South Delhi Hotel Fire Kills 21 as Police Arrest Cook Keshav Negi for Alleged Negligence at Flourish Stays in Malviya Nagar
Delhi Police arrested a cook identified as Keshav Negi on Saturday in connection with the devastating fire at Flourish Stays Bed and Breakfast in the Hauz Rani area of Malviya Nagar that killed 21 people earlier this week. Investigators allege his negligence may have played a direct role in triggering the blaze, marking the first major arrest in what has become one of Delhi’s deadliest hotel fires in recent years.
Several other individuals connected to the establishment have also been detained and are being questioned as part of the ongoing investigation, police officials confirmed.
What Investigators Have Found So Far
Preliminary findings suggest Negi’s actions in the hotel kitchen may have contributed to the outbreak of the fire. While police have not released the full forensic report, sources familiar with the investigation said the blaze appears to have originated from the kitchen area of the budget hotel, which operated as a bed-and-breakfast accommodation in a densely packed residential-commercial neighbourhood.

- [WORK REQUIRED]
Reproduce the stretch of the hotel fire report from "South Delhi Hotel" through "in recent years.", changing "Malviya Nagar" to "Saket".

- [SUPPLIED RECORDS]

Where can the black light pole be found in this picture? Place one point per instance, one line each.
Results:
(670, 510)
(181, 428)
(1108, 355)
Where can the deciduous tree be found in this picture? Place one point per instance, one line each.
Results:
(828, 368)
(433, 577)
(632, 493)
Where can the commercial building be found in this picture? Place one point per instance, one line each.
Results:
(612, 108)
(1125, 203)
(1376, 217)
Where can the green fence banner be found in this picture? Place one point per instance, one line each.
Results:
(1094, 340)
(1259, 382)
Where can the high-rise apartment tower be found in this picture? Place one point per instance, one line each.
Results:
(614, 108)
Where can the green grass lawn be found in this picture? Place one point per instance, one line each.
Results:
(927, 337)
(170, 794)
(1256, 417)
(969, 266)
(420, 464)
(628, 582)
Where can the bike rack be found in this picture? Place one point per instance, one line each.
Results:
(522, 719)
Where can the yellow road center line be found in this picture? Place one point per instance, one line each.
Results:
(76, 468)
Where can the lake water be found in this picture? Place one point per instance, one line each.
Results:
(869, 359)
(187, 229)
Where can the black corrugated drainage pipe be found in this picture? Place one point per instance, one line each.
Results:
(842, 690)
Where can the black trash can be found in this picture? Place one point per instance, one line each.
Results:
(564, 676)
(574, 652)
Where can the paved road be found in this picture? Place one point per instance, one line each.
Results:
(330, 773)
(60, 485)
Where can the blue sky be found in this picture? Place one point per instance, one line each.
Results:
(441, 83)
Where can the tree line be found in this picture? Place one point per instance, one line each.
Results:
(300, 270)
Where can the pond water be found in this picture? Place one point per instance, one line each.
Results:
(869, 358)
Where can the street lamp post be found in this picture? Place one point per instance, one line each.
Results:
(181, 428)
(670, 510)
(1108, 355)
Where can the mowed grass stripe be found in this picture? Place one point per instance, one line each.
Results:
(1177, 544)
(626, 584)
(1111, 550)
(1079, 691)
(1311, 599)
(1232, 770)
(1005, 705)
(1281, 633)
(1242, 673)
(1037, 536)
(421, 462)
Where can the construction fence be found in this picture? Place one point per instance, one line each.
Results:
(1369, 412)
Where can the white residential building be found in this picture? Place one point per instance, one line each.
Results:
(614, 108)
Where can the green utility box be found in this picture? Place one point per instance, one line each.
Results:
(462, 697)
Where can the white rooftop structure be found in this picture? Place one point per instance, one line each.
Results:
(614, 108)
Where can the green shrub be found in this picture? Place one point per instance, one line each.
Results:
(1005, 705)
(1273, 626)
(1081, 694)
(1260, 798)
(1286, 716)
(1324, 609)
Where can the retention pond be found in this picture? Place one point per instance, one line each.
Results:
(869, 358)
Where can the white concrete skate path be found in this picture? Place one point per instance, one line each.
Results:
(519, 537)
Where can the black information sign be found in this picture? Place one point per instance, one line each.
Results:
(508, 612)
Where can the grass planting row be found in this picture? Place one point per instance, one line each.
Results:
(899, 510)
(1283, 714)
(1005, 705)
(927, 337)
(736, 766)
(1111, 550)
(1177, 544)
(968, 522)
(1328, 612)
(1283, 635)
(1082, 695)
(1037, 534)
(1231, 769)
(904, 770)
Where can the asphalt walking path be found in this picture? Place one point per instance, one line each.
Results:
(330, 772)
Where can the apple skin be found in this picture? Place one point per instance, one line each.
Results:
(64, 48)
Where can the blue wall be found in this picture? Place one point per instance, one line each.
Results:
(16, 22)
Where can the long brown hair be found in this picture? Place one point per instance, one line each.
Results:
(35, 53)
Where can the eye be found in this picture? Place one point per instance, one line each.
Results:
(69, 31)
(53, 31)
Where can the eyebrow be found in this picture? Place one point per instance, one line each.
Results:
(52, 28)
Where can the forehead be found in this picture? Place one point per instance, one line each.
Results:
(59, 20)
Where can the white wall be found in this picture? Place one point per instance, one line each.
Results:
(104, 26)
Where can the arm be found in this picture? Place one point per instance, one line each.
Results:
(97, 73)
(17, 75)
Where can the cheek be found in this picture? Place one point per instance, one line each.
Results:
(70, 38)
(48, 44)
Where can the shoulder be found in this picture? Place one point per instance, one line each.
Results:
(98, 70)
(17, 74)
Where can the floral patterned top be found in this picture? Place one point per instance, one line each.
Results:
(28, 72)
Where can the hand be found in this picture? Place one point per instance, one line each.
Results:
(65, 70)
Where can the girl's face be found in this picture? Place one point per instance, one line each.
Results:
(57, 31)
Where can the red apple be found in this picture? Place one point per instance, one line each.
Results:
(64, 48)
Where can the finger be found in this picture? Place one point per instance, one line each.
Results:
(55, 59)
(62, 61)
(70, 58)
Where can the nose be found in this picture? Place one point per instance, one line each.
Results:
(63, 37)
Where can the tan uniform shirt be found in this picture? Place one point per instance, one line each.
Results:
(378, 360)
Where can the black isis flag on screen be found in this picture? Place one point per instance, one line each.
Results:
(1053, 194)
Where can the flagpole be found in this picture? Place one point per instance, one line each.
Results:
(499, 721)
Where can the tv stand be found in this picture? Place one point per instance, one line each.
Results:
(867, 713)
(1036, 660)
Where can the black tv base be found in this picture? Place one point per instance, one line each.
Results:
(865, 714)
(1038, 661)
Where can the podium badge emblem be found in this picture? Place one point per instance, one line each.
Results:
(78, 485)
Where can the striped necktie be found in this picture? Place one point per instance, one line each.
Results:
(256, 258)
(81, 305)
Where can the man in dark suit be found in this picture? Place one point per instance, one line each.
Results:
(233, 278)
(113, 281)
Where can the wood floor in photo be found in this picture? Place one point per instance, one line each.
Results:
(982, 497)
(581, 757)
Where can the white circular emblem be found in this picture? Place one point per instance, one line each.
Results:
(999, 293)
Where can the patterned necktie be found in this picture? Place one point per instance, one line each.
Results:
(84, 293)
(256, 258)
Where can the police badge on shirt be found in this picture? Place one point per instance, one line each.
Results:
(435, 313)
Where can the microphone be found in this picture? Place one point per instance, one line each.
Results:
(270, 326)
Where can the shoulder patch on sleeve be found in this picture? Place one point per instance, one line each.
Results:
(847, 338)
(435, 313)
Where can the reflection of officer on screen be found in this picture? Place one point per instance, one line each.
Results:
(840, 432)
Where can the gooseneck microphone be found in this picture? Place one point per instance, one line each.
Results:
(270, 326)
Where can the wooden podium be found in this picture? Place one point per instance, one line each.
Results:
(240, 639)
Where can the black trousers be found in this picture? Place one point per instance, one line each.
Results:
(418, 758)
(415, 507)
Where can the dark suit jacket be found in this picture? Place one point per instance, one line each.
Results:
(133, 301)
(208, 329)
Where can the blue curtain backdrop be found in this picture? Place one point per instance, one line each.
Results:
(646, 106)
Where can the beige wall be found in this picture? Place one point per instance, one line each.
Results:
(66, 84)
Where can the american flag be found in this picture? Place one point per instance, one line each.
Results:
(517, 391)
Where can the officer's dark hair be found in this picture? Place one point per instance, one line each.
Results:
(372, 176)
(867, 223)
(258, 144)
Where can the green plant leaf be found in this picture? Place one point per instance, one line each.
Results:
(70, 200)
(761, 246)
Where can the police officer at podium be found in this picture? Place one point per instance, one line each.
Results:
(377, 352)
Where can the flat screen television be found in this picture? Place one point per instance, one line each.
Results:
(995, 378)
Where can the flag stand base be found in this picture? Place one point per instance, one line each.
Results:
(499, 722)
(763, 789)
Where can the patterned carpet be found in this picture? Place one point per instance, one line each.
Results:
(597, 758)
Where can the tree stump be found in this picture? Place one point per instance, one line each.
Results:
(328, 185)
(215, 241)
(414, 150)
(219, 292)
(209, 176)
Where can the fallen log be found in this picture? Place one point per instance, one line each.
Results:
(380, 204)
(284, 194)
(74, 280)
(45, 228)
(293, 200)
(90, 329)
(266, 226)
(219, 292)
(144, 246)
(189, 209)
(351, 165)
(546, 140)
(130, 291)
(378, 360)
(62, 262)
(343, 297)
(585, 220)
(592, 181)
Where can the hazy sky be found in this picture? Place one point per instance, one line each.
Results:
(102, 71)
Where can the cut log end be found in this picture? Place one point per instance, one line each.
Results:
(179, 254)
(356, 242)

- [SOLVED EXERCISE]
South Delhi Hotel Fire Kills 21 as Police Arrest Cook Keshav Negi for Alleged Negligence at Flourish Stays in Saket
Delhi Police arrested a cook identified as Keshav Negi on Saturday in connection with the devastating fire at Flourish Stays Bed and Breakfast in the Hauz Rani area of Saket that killed 21 people earlier this week. Investigators allege his negligence may have played a direct role in triggering the blaze, marking the first major arrest in what has become one of Delhi’s deadliest hotel fires in recent years.